> [SOURCE DATA]
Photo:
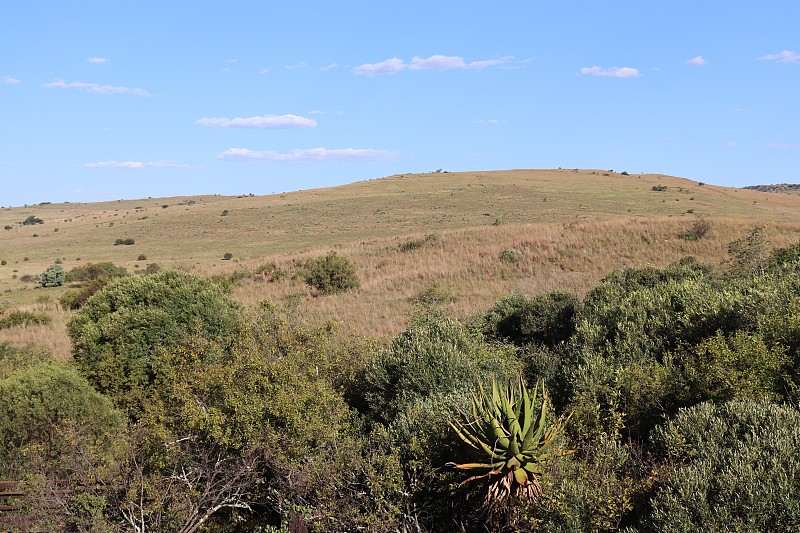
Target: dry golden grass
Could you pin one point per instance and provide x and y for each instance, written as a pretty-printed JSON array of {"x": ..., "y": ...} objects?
[
  {"x": 569, "y": 228},
  {"x": 52, "y": 336}
]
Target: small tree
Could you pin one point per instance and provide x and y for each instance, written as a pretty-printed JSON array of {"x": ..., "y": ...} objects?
[
  {"x": 53, "y": 276},
  {"x": 330, "y": 274}
]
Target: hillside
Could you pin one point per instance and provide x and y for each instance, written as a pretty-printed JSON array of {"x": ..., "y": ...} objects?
[{"x": 565, "y": 228}]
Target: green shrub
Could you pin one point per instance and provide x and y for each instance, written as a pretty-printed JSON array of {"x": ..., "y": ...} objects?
[
  {"x": 49, "y": 406},
  {"x": 738, "y": 469},
  {"x": 437, "y": 353},
  {"x": 699, "y": 229},
  {"x": 119, "y": 330},
  {"x": 32, "y": 221},
  {"x": 547, "y": 318},
  {"x": 329, "y": 274},
  {"x": 92, "y": 271},
  {"x": 509, "y": 256},
  {"x": 53, "y": 276},
  {"x": 76, "y": 298}
]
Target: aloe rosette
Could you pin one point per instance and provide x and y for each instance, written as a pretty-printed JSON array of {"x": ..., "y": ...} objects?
[{"x": 511, "y": 438}]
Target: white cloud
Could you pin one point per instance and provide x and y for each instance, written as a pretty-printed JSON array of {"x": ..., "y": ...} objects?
[
  {"x": 781, "y": 146},
  {"x": 96, "y": 88},
  {"x": 786, "y": 56},
  {"x": 434, "y": 63},
  {"x": 136, "y": 164},
  {"x": 265, "y": 121},
  {"x": 390, "y": 66},
  {"x": 613, "y": 72},
  {"x": 312, "y": 154},
  {"x": 437, "y": 63},
  {"x": 477, "y": 65}
]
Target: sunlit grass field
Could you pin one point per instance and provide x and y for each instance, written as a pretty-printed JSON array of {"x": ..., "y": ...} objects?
[{"x": 559, "y": 229}]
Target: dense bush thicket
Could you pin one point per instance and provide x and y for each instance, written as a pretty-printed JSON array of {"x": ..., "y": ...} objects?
[{"x": 679, "y": 386}]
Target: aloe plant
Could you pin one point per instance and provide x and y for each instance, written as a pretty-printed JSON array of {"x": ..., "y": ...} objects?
[{"x": 511, "y": 438}]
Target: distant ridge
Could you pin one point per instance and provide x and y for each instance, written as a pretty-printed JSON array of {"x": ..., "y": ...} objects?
[{"x": 777, "y": 187}]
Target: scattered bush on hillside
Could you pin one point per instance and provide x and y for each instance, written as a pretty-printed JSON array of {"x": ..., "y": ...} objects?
[
  {"x": 699, "y": 229},
  {"x": 32, "y": 221},
  {"x": 53, "y": 276},
  {"x": 509, "y": 256},
  {"x": 93, "y": 271},
  {"x": 329, "y": 274}
]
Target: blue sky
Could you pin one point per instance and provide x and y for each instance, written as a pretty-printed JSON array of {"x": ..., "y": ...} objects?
[{"x": 108, "y": 100}]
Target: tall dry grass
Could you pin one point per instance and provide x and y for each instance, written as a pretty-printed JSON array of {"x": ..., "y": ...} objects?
[{"x": 52, "y": 336}]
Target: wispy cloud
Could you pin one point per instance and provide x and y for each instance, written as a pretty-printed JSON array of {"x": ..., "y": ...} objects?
[
  {"x": 312, "y": 154},
  {"x": 613, "y": 72},
  {"x": 781, "y": 146},
  {"x": 434, "y": 63},
  {"x": 97, "y": 88},
  {"x": 786, "y": 56},
  {"x": 390, "y": 66},
  {"x": 136, "y": 164},
  {"x": 264, "y": 121}
]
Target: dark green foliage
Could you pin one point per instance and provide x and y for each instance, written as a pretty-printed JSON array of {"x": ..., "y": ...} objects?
[
  {"x": 509, "y": 256},
  {"x": 24, "y": 318},
  {"x": 699, "y": 229},
  {"x": 748, "y": 255},
  {"x": 53, "y": 276},
  {"x": 329, "y": 274},
  {"x": 119, "y": 330},
  {"x": 32, "y": 221},
  {"x": 76, "y": 298},
  {"x": 740, "y": 469},
  {"x": 94, "y": 271},
  {"x": 437, "y": 353},
  {"x": 48, "y": 410},
  {"x": 547, "y": 319}
]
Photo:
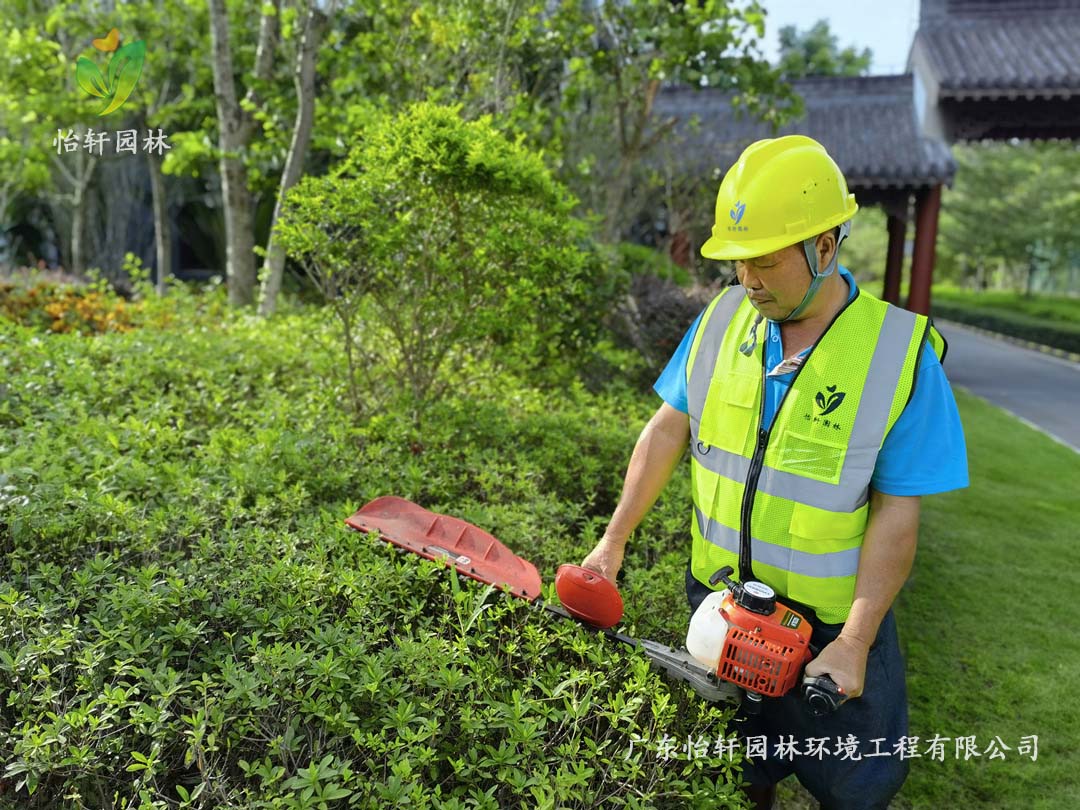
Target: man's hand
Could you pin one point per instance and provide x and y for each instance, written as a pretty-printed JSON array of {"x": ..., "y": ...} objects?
[
  {"x": 605, "y": 558},
  {"x": 845, "y": 661}
]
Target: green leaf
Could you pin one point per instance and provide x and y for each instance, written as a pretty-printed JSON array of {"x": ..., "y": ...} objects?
[
  {"x": 124, "y": 70},
  {"x": 89, "y": 77}
]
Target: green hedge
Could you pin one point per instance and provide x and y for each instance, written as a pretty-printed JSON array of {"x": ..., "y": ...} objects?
[
  {"x": 185, "y": 622},
  {"x": 1039, "y": 331}
]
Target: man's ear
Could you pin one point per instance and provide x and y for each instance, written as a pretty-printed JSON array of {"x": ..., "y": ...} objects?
[{"x": 826, "y": 248}]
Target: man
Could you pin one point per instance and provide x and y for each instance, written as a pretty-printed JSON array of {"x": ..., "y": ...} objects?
[{"x": 817, "y": 416}]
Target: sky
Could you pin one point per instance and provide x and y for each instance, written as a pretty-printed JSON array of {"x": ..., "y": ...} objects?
[{"x": 885, "y": 26}]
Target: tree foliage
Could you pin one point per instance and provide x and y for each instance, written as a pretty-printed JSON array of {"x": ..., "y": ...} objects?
[
  {"x": 1015, "y": 206},
  {"x": 817, "y": 52},
  {"x": 459, "y": 240}
]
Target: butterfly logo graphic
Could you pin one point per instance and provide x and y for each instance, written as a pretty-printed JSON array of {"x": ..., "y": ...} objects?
[
  {"x": 122, "y": 73},
  {"x": 829, "y": 404},
  {"x": 737, "y": 212}
]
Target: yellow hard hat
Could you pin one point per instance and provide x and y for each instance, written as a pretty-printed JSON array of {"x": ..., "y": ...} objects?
[{"x": 780, "y": 192}]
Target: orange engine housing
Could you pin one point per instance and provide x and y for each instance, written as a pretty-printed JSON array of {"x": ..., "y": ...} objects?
[{"x": 764, "y": 653}]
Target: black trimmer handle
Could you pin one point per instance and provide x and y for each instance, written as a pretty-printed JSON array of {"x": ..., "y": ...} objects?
[{"x": 822, "y": 694}]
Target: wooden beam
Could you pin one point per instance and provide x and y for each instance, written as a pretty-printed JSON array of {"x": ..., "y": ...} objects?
[
  {"x": 894, "y": 257},
  {"x": 928, "y": 203}
]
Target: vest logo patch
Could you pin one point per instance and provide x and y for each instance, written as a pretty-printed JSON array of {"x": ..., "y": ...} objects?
[{"x": 827, "y": 405}]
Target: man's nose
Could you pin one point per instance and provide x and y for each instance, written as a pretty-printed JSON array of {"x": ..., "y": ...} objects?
[{"x": 746, "y": 277}]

> [EXERCISE GOAL] Give the data again exactly as written, with all pictures left out.

> [EXPECTED ANSWER]
Photo:
Target: dry golden grass
Could you pin one point per instance and provide x and y for each instance, written as a pretty-printed JSON array of {"x": ..., "y": ...} objects?
[
  {"x": 569, "y": 228},
  {"x": 52, "y": 336}
]
Target: small tree
Could you pin one point per instance and provide x and y for each instance, written as a pretty-printed JSON array of {"x": ..., "y": ...} objects?
[
  {"x": 53, "y": 276},
  {"x": 330, "y": 274}
]
Target: hillside
Could you pin one point per instance and provide x and y for each instance, written as a pretty-printed JSON array of {"x": ..., "y": ...} objects?
[{"x": 565, "y": 228}]
Target: green shrub
Could you pin one point per instance and provide x and y for each instance, written as a pretty-printed JSON array of {"x": ..., "y": ...} objects?
[
  {"x": 49, "y": 406},
  {"x": 738, "y": 469},
  {"x": 437, "y": 353},
  {"x": 699, "y": 229},
  {"x": 119, "y": 330},
  {"x": 32, "y": 221},
  {"x": 547, "y": 318},
  {"x": 329, "y": 274},
  {"x": 92, "y": 271},
  {"x": 509, "y": 256},
  {"x": 53, "y": 276},
  {"x": 76, "y": 298}
]
Target: aloe rosette
Could you pin one point per instance and provide x and y for each instance, written as a pretty-printed JSON array of {"x": ..., "y": ...} objects?
[{"x": 511, "y": 438}]
Target: white cloud
Could you pin one point per instance and provide x and y for each instance, written as a pretty-printed JSON array of {"x": ..., "y": ...} objects?
[
  {"x": 781, "y": 146},
  {"x": 96, "y": 88},
  {"x": 786, "y": 56},
  {"x": 434, "y": 63},
  {"x": 136, "y": 164},
  {"x": 265, "y": 121},
  {"x": 390, "y": 66},
  {"x": 613, "y": 72},
  {"x": 312, "y": 154},
  {"x": 437, "y": 63},
  {"x": 477, "y": 65}
]
Target: sunlit grass field
Could you pin one point per instance and provide x and y for each instance, written as a pretty-printed JSON array of {"x": ..., "y": ...} objects?
[{"x": 559, "y": 229}]
Target: dense bush thicket
Could you pin one point per instance and provide x and y for each instance, written as a pretty-printed JSON array of {"x": ..., "y": ...} objects?
[{"x": 679, "y": 386}]
Target: aloe plant
Could you pin one point per instance and provide x and y for each instance, written as a pretty-printed JSON array of {"x": ..., "y": ...} objects?
[{"x": 511, "y": 438}]
Target: distant ridge
Could you pin one point per instance and provide x and y for each instance, written as a pretty-printed JSON array of {"x": ..., "y": ...} objects?
[{"x": 777, "y": 187}]
Target: scattered bush on hillside
Could you pin one point per instance and provide x and y for each instance, written as a pretty-printed JSON array of {"x": ..., "y": ...} objects?
[
  {"x": 699, "y": 229},
  {"x": 32, "y": 221},
  {"x": 53, "y": 276},
  {"x": 509, "y": 256},
  {"x": 93, "y": 271},
  {"x": 329, "y": 274}
]
Target: blue sky
Could you pin one point per instance and provide x and y for each instance, written as a pretty-printed JSON array of {"x": ..., "y": ...} objects?
[{"x": 108, "y": 100}]
Target: tall dry grass
Could you pin one point per instance and provide x and y for each instance, written as a pretty-printed JSON array of {"x": ..., "y": ...} objects?
[{"x": 52, "y": 336}]
Target: wispy cloud
Could you pin one point per instance and provide x and y for each instance, written as a pretty-printed JSON array of {"x": ..., "y": ...} objects?
[
  {"x": 312, "y": 154},
  {"x": 613, "y": 72},
  {"x": 781, "y": 146},
  {"x": 434, "y": 63},
  {"x": 97, "y": 88},
  {"x": 786, "y": 56},
  {"x": 390, "y": 66},
  {"x": 136, "y": 164},
  {"x": 264, "y": 121}
]
Target: dark green foliage
Could you pin one point per instance and provide x and y for each instance, written as a pretty-printed JSON array of {"x": ..., "y": ...} objects?
[
  {"x": 509, "y": 256},
  {"x": 24, "y": 318},
  {"x": 699, "y": 229},
  {"x": 748, "y": 255},
  {"x": 53, "y": 276},
  {"x": 329, "y": 274},
  {"x": 119, "y": 330},
  {"x": 32, "y": 221},
  {"x": 76, "y": 298},
  {"x": 740, "y": 469},
  {"x": 94, "y": 271},
  {"x": 437, "y": 353},
  {"x": 48, "y": 410},
  {"x": 547, "y": 319}
]
Photo:
Target: man's hand
Could you pin one point per instance and provide x and y for each instance, written as a pretty-printed JSON array of {"x": ..., "y": ...} objects?
[
  {"x": 605, "y": 558},
  {"x": 845, "y": 661}
]
Target: green leaf
Could you pin one point per instance and provide x and y for each instance, written as a pretty-printed JSON array of {"x": ..., "y": ...} objects?
[
  {"x": 124, "y": 70},
  {"x": 89, "y": 77}
]
Target: green hedge
Could you pin one point per instance and provide x and y for each instance, written as a pretty-printed JSON array of {"x": ..., "y": ...} objects?
[
  {"x": 185, "y": 622},
  {"x": 1039, "y": 331}
]
Target: man's ear
Could you pin one point per instance and provide x and y for each instance, written as a pretty-printed JSON array of {"x": ..., "y": ...} objects?
[{"x": 826, "y": 248}]
Target: man
Could you pin one point per instance and provide x and y for each instance, written as a pretty-printed JSON array of {"x": ..., "y": ...} objects?
[{"x": 817, "y": 416}]
Target: sky
Could you pin one point per instance and provide x and y for each instance, written as a pretty-printed JSON array of {"x": ..., "y": ...} objects?
[{"x": 885, "y": 26}]
Target: tree foliage
Could you pin one point per instance and provide x and y for each instance, written as a pretty-printed JSON array of {"x": ..., "y": ...} objects?
[
  {"x": 1015, "y": 206},
  {"x": 817, "y": 52},
  {"x": 459, "y": 240}
]
Target: butterfly logo graphic
Could you pin one point per instance and provide x and y for each instance, written as a pretty-printed JSON array of {"x": ..., "y": ...} objects?
[
  {"x": 122, "y": 73},
  {"x": 829, "y": 404},
  {"x": 737, "y": 212}
]
Target: yellow hard hat
Could you pin one point per instance and provide x and y for each instance, written as a pretty-printed JSON array of {"x": ..., "y": ...} objects?
[{"x": 780, "y": 192}]
Target: orange engine housing
Could you pin one point per instance and provide x and y for each instance, written as a pretty-printed JSON array of {"x": ..., "y": ...} objects?
[{"x": 764, "y": 653}]
Target: black trimmer handle
Could you pin one point per instance and provide x and y for each instance, written as a pretty-printed JSON array of {"x": ..., "y": ...} objects?
[{"x": 822, "y": 694}]
Target: wooden beam
Could you pin one point per instance and provide x and y for each instance, written as a pretty-printed JSON array of {"x": ..., "y": ...} objects?
[
  {"x": 894, "y": 257},
  {"x": 928, "y": 203}
]
Target: vest logo patch
Could you pin one point per instance and provide x and y for each instance, written as a pretty-printed JSON array of {"x": ..., "y": ...} objects?
[{"x": 827, "y": 405}]
Target: man's nose
Could you pin one point per instance and provide x and y for each instance, written as a pretty-printed JSON array of {"x": ..., "y": ...} objects?
[{"x": 746, "y": 277}]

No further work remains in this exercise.